**EXTRAIT À LIRE:**

━━━━━━━━━━━━━━━━

Peu à peu, le travail manuel domestique s’efface des usages dans les pays occidentaux. « Ce que les gens ordinaires fabriquaient hier, aujourd’hui ils l’achètent. Ce qu’ils réparaient eux-même, ils le remplacent ou louent les services d’un expert pour le remettre en état », rappelle Matthew Crawford, dans son essai Éloge du carburateur (La Découverte, 2016). Au début des années 1990, les cours de technologie commencent à disparaître de l’enseignement secondaire aux États-Unis. Avec la mondialisation, l’heure est à la célébration d’un futur high-tech dématérialisé et les métiers de cols bleus de l’industrie semblent voués à l’extinction. « La disparition des outils de notre horizon éducatif est le premier pas sur la voie de l’ignorance totale du monde d’artefacts que nous habitons », analyse le philosophe-garagiste, défenseur des vertus émancipatrices du travail manuel.

Comme le résume la sociologue Geneviève Pruvost, autrice du Quotidien politique (La Découverte, 2021), « la norme occidentale contemporaine d’existence, c’est la méconnaissance des mains qui agencent, fabriquent et nettoient les objets de la vie quotidienne ». À ses yeux, la division extrême du travail, la déterritorialisation des échanges économiques et la généralisation de l’activité « à couvert », dans des espaces fermés aux regards, conduit à « l’oubli de la matérialité de ce qui nous fait vivre ».

Vers un réoutillage convivial ?

━━━━━━━━━━━━━━━━

**CONSIGNE ÉCRITE 1:** Parmi les lignes fournies après l'extrait, recopiez celles qui vont de la ligne contenant « Locate every instance of the green » jusqu'à la dernière ligne fournie, bornes comprises, en remplaçant « drop a point » par « place a point » sans rien changer d'autre.

━━━━━━━━━━━━━━━━

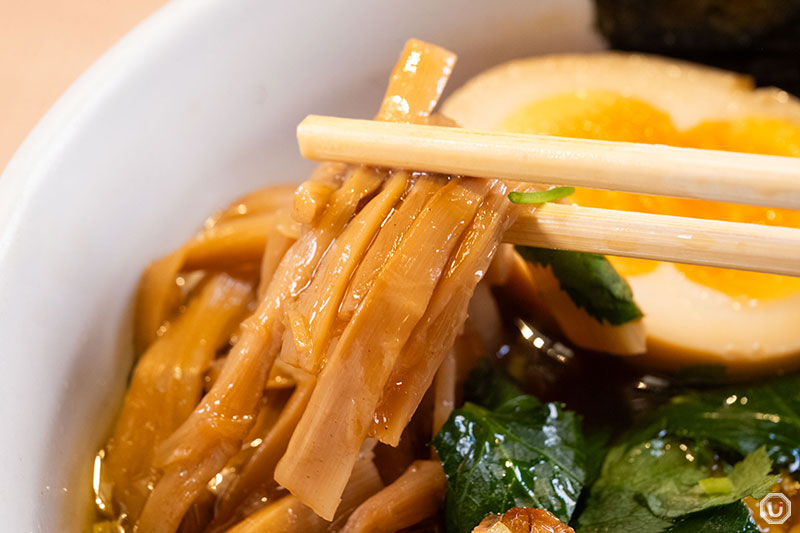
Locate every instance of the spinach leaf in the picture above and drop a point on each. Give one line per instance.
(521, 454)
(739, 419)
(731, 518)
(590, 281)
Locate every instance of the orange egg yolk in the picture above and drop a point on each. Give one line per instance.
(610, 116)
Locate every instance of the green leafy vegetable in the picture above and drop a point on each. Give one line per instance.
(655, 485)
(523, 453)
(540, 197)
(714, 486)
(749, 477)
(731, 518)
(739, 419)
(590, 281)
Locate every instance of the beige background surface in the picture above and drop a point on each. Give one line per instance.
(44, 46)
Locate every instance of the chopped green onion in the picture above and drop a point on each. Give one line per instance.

━━━━━━━━━━━━━━━━

**CONSIGNE ÉCRITE 2:** Condensez sous forme de liste le paragraphe de l'extrait sur le travail manuel qui commence par « Comme le résume la sociologue », en conservant ses faits essentiels.

**CORRIGÉ DE L'EXERCICE 1:**
Locate every instance of the green leafy vegetable in the picture above and place a point on each. Give one line per instance.
(655, 485)
(523, 453)
(540, 197)
(714, 486)
(749, 477)
(731, 518)
(739, 419)
(590, 281)
Locate every instance of the beige background surface in the picture above and place a point on each. Give one line per instance.
(44, 46)
Locate every instance of the chopped green onion in the picture above and place a point on each. Give one line per instance.

**CORRIGÉ DE L'EXERCICE 2:**
- Geneviève Pruvost, sociologue, est l'autrice du *Quotidien politique* (La Découverte, 2021).
- Selon elle, la norme occidentale contemporaine est la méconnaissance des mains qui agencent, fabriquent et nettoient les objets du quotidien.
- Elle attribue cette situation à trois causes : la division extrême du travail, la déterritorialisation des échanges économiques et la généralisation de l'activité « à couvert », dans des espaces fermés aux regards.
- Ces causes mènent à « l'oubli de la matérialité de ce qui nous fait vivre ».